◆ **WHAT YOU NEED TO DO**
Return each of the items below word for word, omitting the pictures.

◆ **LISTED ENTRIES**

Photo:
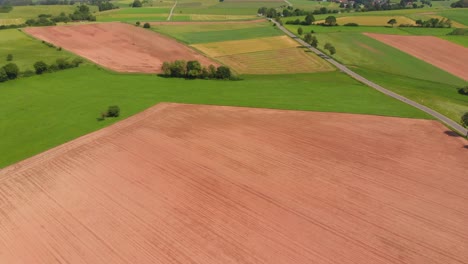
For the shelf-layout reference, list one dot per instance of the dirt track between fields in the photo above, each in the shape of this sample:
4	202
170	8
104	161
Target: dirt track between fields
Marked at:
441	53
206	184
117	46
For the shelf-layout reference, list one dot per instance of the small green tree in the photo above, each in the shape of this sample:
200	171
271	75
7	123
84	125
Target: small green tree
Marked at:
465	119
309	19
40	67
300	31
113	111
308	38
3	75
314	42
392	22
223	72
193	69
11	70
330	21
166	68
463	90
178	68
212	71
136	3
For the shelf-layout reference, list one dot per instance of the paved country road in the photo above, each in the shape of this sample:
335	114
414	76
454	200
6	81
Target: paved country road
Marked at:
449	122
172	11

◆ **FINISHED EXERCISE**
Photo:
For the shelf-layout reference, list one dot per instance of the dirt track between fields in the photo above, each in the shape of this sample:
4	202
170	8
104	161
Target: dirt track between fields
Marked at:
441	53
206	184
117	46
For the shelf-layout reference, list one dot per instance of the small green tree in the photo above, each in the shape of this sample:
200	171
271	75
7	123
84	125
Target: small green tree
Marked at:
465	119
309	19
40	67
300	31
113	111
308	38
3	75
314	42
392	22
223	72
193	69
11	70
330	21
166	68
463	90
178	68
212	71
136	3
For the shelf-layout reference, list one dot per instance of the paved country road in the photo above, each in the shape of this sample:
335	114
414	76
454	200
6	81
Target: paved country road
Marked at:
449	122
172	11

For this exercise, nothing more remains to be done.